▶ _Text excerpt_
Compliance

Tenet to Pay $66-Plus Million to Settle FCA Suit Involving Company Model of Anesthesia Services

November 11, 2019

Tenet Healthcare Corporation’s most recent quarterly report (for the period ended 9/30/19) indicates that it’s reached an agreement in principle with the United States Department of Justice to settle a whistleblower suit involving, among other serious allegations, that it participated in a so-called “company model of anesthesia services” scheme. That’s an arrangement in which, roughly speaking, the surgeons working at a facility, usually owners of the facility, and perhaps the facility itself, own the entity providing anesthesia services.

The cost of the settlement? Tenet’s 10-Q filing states that it’s $66 million with another $2 million reserved for the relator’s attorneys fees and other costs.

The lawsuit, entitled U.S. ex rel. Wayne Allison, etc., et al. v. Southwest Orthopaedic Specialists, PLLC, et al., centers around numerous Oklahoma orthopedic surgeons, their practice, Southwest Orthopaedic Specialists (“SOS”), the surgical hospital they created, Oklahoma Center for Orthopaedic and Multispecialty Surgery (“OCOM”), and the corporate entities that purchased and/or control the surgical hospital, Tenet Healthcare and its subsidiary, USPI.

Among other things, the lawsuit alleges that SOS and other defendants, including Tenet and USPI, entered into an anesthesia company scheme under which they formed and operated an entity called Anesthesia Partners of Oklahoma, LLC, to which OCOM granted the exclusive anesthesia contract. The complaint alleges that, as a result, anesthesia company profits were distributed to those owners in a manner directly related to the volume and value of referrals by the SOS surgeons.

These allegations are of additional interest because they’re not along the traditional line of company model scheme attack. The common attack involves an allegation that there’s an inherent, forced kickback in the relationship between the surgeon or facility-controlled anesthesia company and the anesthesiologists and/or CRNAs it employs or engages.

The lawsuit states that Tenet, through USPI and other subsidiaries, owns 22 companies holding interests in anesthesia companies, claimed to be set up via a boilerplate “kit” of documents supplied by the Tenet-related entity.

Although it must be stressed that Tenet is settling the case, certainly without any admission of liability, $66 million is no small chunk of change.

A similar amount could destroy many facilities, including nearly any ASC that directly, or through their control physicians, that sponsor similar anesthesia company deals.

▶ _Assigned task_
Answer these questions from the article on the Tenet settlement.
1. How much did Tenet reserve for the relator's attorneys fees and other costs?
2. What is the name of the surgical hospital that the Oklahoma orthopedic surgeons created?
3. According to the lawsuit, how many companies holding interests in anesthesia companies does Tenet own through USPI and other subsidiaries?

▶ _Dataset entries_

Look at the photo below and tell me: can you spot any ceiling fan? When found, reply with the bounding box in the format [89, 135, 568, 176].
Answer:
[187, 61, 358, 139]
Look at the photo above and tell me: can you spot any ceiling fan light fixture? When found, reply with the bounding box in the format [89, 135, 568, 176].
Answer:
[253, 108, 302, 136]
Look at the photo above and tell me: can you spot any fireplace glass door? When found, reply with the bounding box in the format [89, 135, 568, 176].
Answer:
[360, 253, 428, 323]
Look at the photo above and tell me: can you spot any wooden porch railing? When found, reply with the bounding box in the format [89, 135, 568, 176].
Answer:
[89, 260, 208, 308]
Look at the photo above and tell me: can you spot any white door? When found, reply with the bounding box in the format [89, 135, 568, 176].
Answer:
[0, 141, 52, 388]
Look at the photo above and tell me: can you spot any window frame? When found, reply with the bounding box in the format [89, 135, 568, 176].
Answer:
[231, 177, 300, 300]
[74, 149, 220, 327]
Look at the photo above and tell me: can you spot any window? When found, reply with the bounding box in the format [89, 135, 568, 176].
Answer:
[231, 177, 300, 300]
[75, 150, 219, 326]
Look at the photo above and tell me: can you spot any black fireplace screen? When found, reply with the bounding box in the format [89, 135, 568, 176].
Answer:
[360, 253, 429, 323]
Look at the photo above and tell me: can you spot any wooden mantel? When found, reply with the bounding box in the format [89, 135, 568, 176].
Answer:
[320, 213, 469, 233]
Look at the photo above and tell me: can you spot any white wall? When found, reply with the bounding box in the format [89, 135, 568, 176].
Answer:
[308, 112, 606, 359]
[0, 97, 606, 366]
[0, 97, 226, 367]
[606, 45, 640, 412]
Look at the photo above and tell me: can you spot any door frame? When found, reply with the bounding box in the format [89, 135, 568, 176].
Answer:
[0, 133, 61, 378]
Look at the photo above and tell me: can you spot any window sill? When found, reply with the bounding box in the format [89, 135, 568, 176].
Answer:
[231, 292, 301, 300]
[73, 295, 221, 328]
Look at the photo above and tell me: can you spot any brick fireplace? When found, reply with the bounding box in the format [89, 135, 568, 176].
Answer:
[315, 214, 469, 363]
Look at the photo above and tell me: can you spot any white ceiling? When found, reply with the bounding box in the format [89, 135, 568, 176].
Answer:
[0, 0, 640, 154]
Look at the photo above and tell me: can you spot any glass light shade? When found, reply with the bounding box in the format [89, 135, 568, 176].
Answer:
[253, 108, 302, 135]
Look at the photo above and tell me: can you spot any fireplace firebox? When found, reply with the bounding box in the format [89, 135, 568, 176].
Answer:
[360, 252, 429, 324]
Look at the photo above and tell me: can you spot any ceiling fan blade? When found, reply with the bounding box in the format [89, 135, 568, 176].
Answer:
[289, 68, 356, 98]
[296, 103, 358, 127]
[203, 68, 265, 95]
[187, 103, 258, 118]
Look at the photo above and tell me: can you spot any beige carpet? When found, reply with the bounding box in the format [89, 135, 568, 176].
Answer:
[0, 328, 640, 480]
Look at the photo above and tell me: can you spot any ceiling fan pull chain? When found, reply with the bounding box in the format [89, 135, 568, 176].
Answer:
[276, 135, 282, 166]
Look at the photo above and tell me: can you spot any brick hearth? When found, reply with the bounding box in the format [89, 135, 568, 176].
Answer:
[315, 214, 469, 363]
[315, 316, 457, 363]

▶ _Output for this task_
1. $2 million.
2. Oklahoma Center for Orthopaedic and Multispecialty Surgery (OCOM).
3. 22.